--- RAW RECORDS ---

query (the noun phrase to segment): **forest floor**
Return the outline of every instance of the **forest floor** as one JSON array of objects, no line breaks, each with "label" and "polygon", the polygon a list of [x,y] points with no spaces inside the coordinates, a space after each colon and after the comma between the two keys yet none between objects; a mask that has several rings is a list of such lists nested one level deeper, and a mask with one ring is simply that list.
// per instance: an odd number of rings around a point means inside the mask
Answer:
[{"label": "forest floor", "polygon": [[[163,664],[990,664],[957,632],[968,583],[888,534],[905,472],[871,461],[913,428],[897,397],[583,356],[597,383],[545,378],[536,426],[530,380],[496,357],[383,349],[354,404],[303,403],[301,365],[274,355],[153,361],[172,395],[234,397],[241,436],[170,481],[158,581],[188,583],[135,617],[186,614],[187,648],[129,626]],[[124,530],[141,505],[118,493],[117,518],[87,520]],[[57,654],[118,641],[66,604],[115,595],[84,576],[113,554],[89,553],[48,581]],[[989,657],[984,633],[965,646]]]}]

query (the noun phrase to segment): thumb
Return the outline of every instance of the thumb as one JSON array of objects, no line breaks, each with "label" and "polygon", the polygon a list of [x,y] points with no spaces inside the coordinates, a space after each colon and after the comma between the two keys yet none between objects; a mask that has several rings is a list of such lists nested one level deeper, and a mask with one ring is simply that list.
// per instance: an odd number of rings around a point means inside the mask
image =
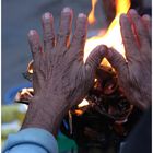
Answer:
[{"label": "thumb", "polygon": [[107,55],[107,47],[105,45],[97,46],[87,57],[85,66],[95,71],[101,64],[102,59]]}]

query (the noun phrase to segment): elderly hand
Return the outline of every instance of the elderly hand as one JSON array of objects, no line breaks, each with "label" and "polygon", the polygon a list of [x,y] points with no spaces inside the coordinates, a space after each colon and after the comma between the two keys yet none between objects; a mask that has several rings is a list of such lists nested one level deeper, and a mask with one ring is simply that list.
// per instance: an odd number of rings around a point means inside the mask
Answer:
[{"label": "elderly hand", "polygon": [[81,102],[91,89],[95,70],[107,48],[98,46],[83,62],[87,19],[79,14],[76,27],[70,43],[72,10],[61,12],[59,33],[55,36],[54,17],[45,13],[42,19],[44,48],[35,30],[30,31],[28,40],[34,59],[34,98],[28,106],[22,128],[37,127],[56,134],[66,113]]},{"label": "elderly hand", "polygon": [[151,104],[151,19],[130,10],[121,15],[120,26],[127,61],[115,49],[109,49],[107,59],[127,98],[144,109]]}]

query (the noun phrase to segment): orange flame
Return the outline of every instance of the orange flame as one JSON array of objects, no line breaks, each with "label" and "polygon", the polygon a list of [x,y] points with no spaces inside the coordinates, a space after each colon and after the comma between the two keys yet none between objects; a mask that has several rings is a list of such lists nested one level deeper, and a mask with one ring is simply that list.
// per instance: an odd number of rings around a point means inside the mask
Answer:
[{"label": "orange flame", "polygon": [[90,24],[94,24],[96,22],[96,19],[95,19],[95,15],[94,15],[96,3],[97,3],[97,0],[92,0],[92,10],[91,10],[91,12],[89,14],[89,17],[87,17]]},{"label": "orange flame", "polygon": [[[98,45],[107,45],[108,47],[114,47],[122,56],[125,56],[125,48],[122,44],[122,38],[120,34],[119,17],[122,13],[127,13],[130,8],[130,0],[116,0],[116,17],[109,25],[105,35],[102,32],[97,36],[93,36],[86,40],[84,49],[84,61],[86,60],[90,52]],[[108,61],[103,60],[103,64],[109,66]]]}]

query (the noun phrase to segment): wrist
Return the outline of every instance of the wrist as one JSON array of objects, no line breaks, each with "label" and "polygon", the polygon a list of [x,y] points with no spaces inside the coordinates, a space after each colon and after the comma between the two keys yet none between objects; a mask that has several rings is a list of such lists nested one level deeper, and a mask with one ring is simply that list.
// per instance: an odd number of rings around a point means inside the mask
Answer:
[{"label": "wrist", "polygon": [[[61,101],[64,104],[64,99],[62,98]],[[34,97],[28,105],[22,129],[42,128],[56,136],[60,122],[67,113],[66,106],[60,105],[61,101],[59,98],[54,101],[51,97]]]}]

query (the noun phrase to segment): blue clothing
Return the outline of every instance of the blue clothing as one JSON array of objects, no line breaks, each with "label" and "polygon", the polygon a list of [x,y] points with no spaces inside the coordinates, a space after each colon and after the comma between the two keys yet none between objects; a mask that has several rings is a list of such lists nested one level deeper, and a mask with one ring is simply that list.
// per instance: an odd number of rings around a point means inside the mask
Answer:
[{"label": "blue clothing", "polygon": [[58,153],[58,145],[50,132],[27,128],[10,134],[2,153]]}]

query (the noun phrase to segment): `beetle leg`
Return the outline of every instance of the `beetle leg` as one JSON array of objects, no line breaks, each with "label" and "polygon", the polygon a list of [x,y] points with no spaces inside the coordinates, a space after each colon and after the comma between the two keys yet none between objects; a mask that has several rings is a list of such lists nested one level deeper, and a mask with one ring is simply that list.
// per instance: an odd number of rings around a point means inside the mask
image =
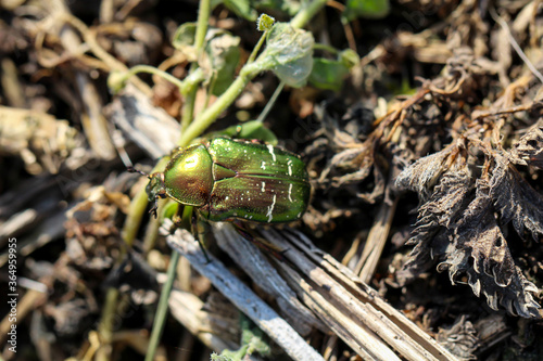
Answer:
[{"label": "beetle leg", "polygon": [[156,219],[156,210],[159,209],[159,198],[164,199],[165,197],[167,197],[167,195],[164,193],[159,193],[154,196],[154,205],[151,209],[149,209],[149,212],[153,215],[155,219]]},{"label": "beetle leg", "polygon": [[200,248],[202,249],[205,260],[207,263],[211,262],[210,256],[207,256],[207,250],[205,250],[204,244],[205,244],[205,234],[207,233],[209,224],[206,224],[204,221],[200,220],[199,217],[197,217],[195,212],[192,214],[192,234],[194,234],[194,238],[197,238],[198,244],[200,245]]},{"label": "beetle leg", "polygon": [[244,227],[243,222],[241,222],[241,221],[235,220],[231,222],[232,222],[233,227],[236,228],[236,231],[238,231],[238,233],[243,238],[251,242],[252,244],[254,244],[256,247],[261,248],[265,253],[270,253],[278,260],[280,260],[280,261],[285,260],[285,253],[288,249],[281,249],[278,246],[276,246],[275,244],[267,242],[263,237],[253,236],[251,233],[248,232],[247,228]]}]

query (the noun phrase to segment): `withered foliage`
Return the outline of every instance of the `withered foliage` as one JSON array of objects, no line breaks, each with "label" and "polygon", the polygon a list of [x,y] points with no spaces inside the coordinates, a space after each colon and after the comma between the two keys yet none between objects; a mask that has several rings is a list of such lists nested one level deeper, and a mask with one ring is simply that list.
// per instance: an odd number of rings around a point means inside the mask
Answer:
[{"label": "withered foliage", "polygon": [[[497,85],[496,76],[503,90],[487,93],[492,102],[480,105],[481,91]],[[484,295],[492,309],[540,318],[538,287],[509,247],[543,236],[541,190],[516,168],[541,167],[541,107],[533,101],[540,85],[529,73],[513,82],[503,76],[497,63],[460,47],[440,77],[392,104],[366,134],[345,137],[346,126],[343,130],[325,114],[325,134],[337,153],[320,184],[349,186],[369,203],[394,197],[394,189],[418,194],[417,221],[407,241],[415,247],[394,274],[396,284],[403,286],[437,265],[453,284],[467,283],[475,295]],[[509,224],[518,236],[508,232]]]},{"label": "withered foliage", "polygon": [[506,240],[510,222],[519,236],[543,235],[543,196],[533,190],[507,157],[483,150],[480,175],[471,170],[479,157],[458,142],[422,157],[404,169],[396,185],[419,194],[421,205],[408,244],[416,245],[401,283],[426,271],[435,260],[451,282],[467,282],[484,295],[492,309],[502,305],[513,314],[539,318],[538,292],[515,265]]},{"label": "withered foliage", "polygon": [[514,144],[512,153],[518,164],[543,168],[543,120],[538,121]]}]

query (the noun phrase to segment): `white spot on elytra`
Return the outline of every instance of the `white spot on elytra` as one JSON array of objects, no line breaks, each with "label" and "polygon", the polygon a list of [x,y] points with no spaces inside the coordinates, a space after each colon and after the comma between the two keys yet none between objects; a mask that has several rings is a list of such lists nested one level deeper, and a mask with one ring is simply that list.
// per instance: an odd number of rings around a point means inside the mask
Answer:
[{"label": "white spot on elytra", "polygon": [[266,216],[268,218],[268,223],[272,222],[272,219],[274,219],[274,216],[272,216],[272,212],[274,211],[274,207],[275,207],[275,202],[276,201],[277,201],[277,195],[274,194],[274,202],[268,207],[268,211],[266,212]]},{"label": "white spot on elytra", "polygon": [[268,147],[269,154],[272,154],[272,159],[274,159],[274,162],[276,162],[277,159],[275,157],[274,146],[272,144],[268,144],[267,147]]}]

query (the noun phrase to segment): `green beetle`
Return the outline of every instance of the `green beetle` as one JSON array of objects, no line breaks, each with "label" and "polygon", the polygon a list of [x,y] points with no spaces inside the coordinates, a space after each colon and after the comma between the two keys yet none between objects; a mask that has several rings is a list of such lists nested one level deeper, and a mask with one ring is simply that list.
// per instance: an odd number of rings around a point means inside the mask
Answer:
[{"label": "green beetle", "polygon": [[293,153],[217,137],[173,153],[164,172],[151,175],[149,201],[171,197],[210,221],[290,222],[302,217],[311,184]]}]

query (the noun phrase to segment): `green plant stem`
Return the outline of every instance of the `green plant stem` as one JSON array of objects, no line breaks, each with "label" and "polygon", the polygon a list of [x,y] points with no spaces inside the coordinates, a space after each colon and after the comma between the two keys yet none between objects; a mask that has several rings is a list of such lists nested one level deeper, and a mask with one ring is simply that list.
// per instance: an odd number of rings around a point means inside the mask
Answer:
[{"label": "green plant stem", "polygon": [[[207,24],[211,13],[211,0],[201,0],[198,9],[197,34],[194,35],[194,49],[197,56],[203,51],[205,35],[207,34]],[[197,73],[200,73],[197,75]],[[194,118],[194,103],[197,100],[198,85],[204,79],[203,72],[198,67],[198,62],[190,65],[190,74],[186,79],[197,76],[199,81],[189,81],[189,87],[181,91],[184,104],[181,111],[181,134],[185,133],[192,119]],[[182,136],[181,136],[182,137]],[[180,144],[179,144],[180,145]]]},{"label": "green plant stem", "polygon": [[102,345],[97,351],[97,360],[108,361],[111,358],[111,340],[113,338],[113,321],[115,320],[115,309],[117,306],[118,289],[114,287],[108,288],[105,302],[102,310],[98,333]]},{"label": "green plant stem", "polygon": [[272,107],[274,107],[274,104],[277,101],[277,98],[279,98],[279,94],[281,93],[282,88],[285,88],[285,81],[281,80],[281,82],[279,82],[276,90],[274,91],[274,94],[272,95],[272,98],[267,102],[266,106],[264,107],[262,113],[258,115],[258,118],[256,119],[256,121],[264,121],[264,119],[268,115],[269,111],[272,111]]},{"label": "green plant stem", "polygon": [[163,72],[161,69],[155,68],[154,66],[149,66],[149,65],[136,65],[132,66],[130,69],[128,69],[127,73],[127,78],[131,77],[138,73],[148,73],[152,75],[160,76],[163,79],[166,79],[167,81],[172,82],[174,86],[177,86],[179,88],[179,91],[181,91],[184,87],[184,82],[176,77],[174,77],[172,74]]},{"label": "green plant stem", "polygon": [[264,44],[264,41],[266,40],[267,34],[268,34],[268,30],[266,30],[262,34],[261,38],[258,39],[258,42],[256,43],[256,46],[254,46],[254,49],[251,52],[251,55],[249,55],[249,59],[247,60],[245,64],[251,64],[252,62],[254,62],[254,60],[256,59],[256,54],[261,50],[262,44]]},{"label": "green plant stem", "polygon": [[260,66],[253,64],[245,64],[241,68],[239,76],[233,80],[233,82],[228,87],[228,89],[213,103],[209,108],[203,111],[193,123],[187,128],[187,130],[181,134],[179,140],[179,146],[189,145],[192,139],[199,137],[201,133],[210,127],[213,121],[223,113],[238,95],[243,91],[245,86],[252,78],[258,74],[261,70]]},{"label": "green plant stem", "polygon": [[[159,163],[156,164],[156,166],[154,166],[151,173],[163,171],[164,168],[166,168],[166,164],[168,163],[168,160],[169,157],[164,157],[161,160],[159,160]],[[142,188],[138,191],[138,193],[130,203],[130,208],[128,209],[128,215],[126,216],[125,223],[123,225],[123,231],[121,232],[121,235],[127,248],[131,248],[134,244],[134,240],[136,238],[136,234],[138,233],[141,219],[146,214],[148,203],[149,199],[146,189]],[[124,254],[125,253],[122,252],[119,259],[123,259]]]},{"label": "green plant stem", "polygon": [[198,23],[197,34],[194,36],[194,48],[197,54],[203,50],[205,35],[207,34],[207,24],[210,23],[211,0],[200,0],[200,8],[198,9]]},{"label": "green plant stem", "polygon": [[[190,220],[192,217],[192,207],[185,206],[182,209],[181,225],[186,229],[190,229]],[[159,300],[159,308],[154,315],[153,331],[151,332],[151,338],[149,339],[149,348],[146,354],[146,361],[152,361],[154,359],[154,353],[159,347],[159,341],[164,331],[166,313],[168,310],[168,299],[172,288],[174,286],[174,281],[177,272],[177,265],[179,263],[179,253],[177,250],[172,252],[172,258],[169,259],[169,266],[167,270],[167,280],[162,287],[161,299]]]},{"label": "green plant stem", "polygon": [[340,53],[338,49],[330,47],[330,46],[327,46],[327,44],[324,44],[324,43],[319,43],[319,42],[316,42],[313,46],[313,50],[324,50],[324,51],[327,51],[333,55],[338,55]]},{"label": "green plant stem", "polygon": [[313,0],[290,21],[290,26],[293,28],[302,28],[312,20],[315,14],[325,7],[328,0]]},{"label": "green plant stem", "polygon": [[153,331],[151,332],[151,338],[149,339],[149,348],[146,354],[146,361],[152,361],[156,349],[159,348],[159,343],[164,331],[164,324],[166,320],[166,313],[168,310],[168,299],[172,287],[174,286],[175,273],[177,270],[177,265],[179,263],[179,253],[176,250],[172,252],[172,258],[169,259],[169,266],[167,270],[167,280],[162,286],[161,299],[159,300],[159,308],[154,314]]}]

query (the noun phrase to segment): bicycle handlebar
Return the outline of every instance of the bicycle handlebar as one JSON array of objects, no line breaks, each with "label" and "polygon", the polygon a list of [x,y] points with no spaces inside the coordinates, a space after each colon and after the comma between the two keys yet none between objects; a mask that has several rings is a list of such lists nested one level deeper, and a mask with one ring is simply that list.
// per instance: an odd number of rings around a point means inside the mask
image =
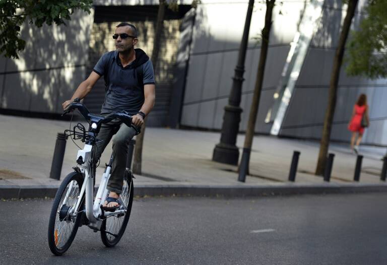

---

- _TASK BRIEF_: Pull every line from the data above that contains the string "orange" and copy it. Case matters.

- _ANSWER TO THE PROBLEM_:
query (the noun phrase to segment): orange flame
Return the outline of every instance of the orange flame as one JSON array of objects, no line breaks, each with "label" and "polygon", the polygon a list of [x,y] points with no spaces inside the coordinates, a space after each colon and after the comma between the two keys yet none between objects; a mask that has several rings is a list of such lists nested one level deeper, and a mask with one ring is simply that list.
[{"label": "orange flame", "polygon": [[90,24],[94,24],[96,22],[96,19],[95,19],[95,15],[94,15],[96,3],[97,3],[97,0],[92,0],[92,10],[91,10],[91,12],[89,14],[89,17],[87,17]]},{"label": "orange flame", "polygon": [[[98,45],[107,45],[108,47],[114,47],[122,56],[125,56],[125,48],[122,44],[122,38],[120,34],[119,17],[122,13],[127,13],[130,8],[130,0],[116,0],[116,17],[109,25],[105,35],[102,32],[97,36],[93,36],[86,40],[84,49],[84,61],[86,60],[90,52]],[[108,61],[103,60],[103,64],[109,66]]]}]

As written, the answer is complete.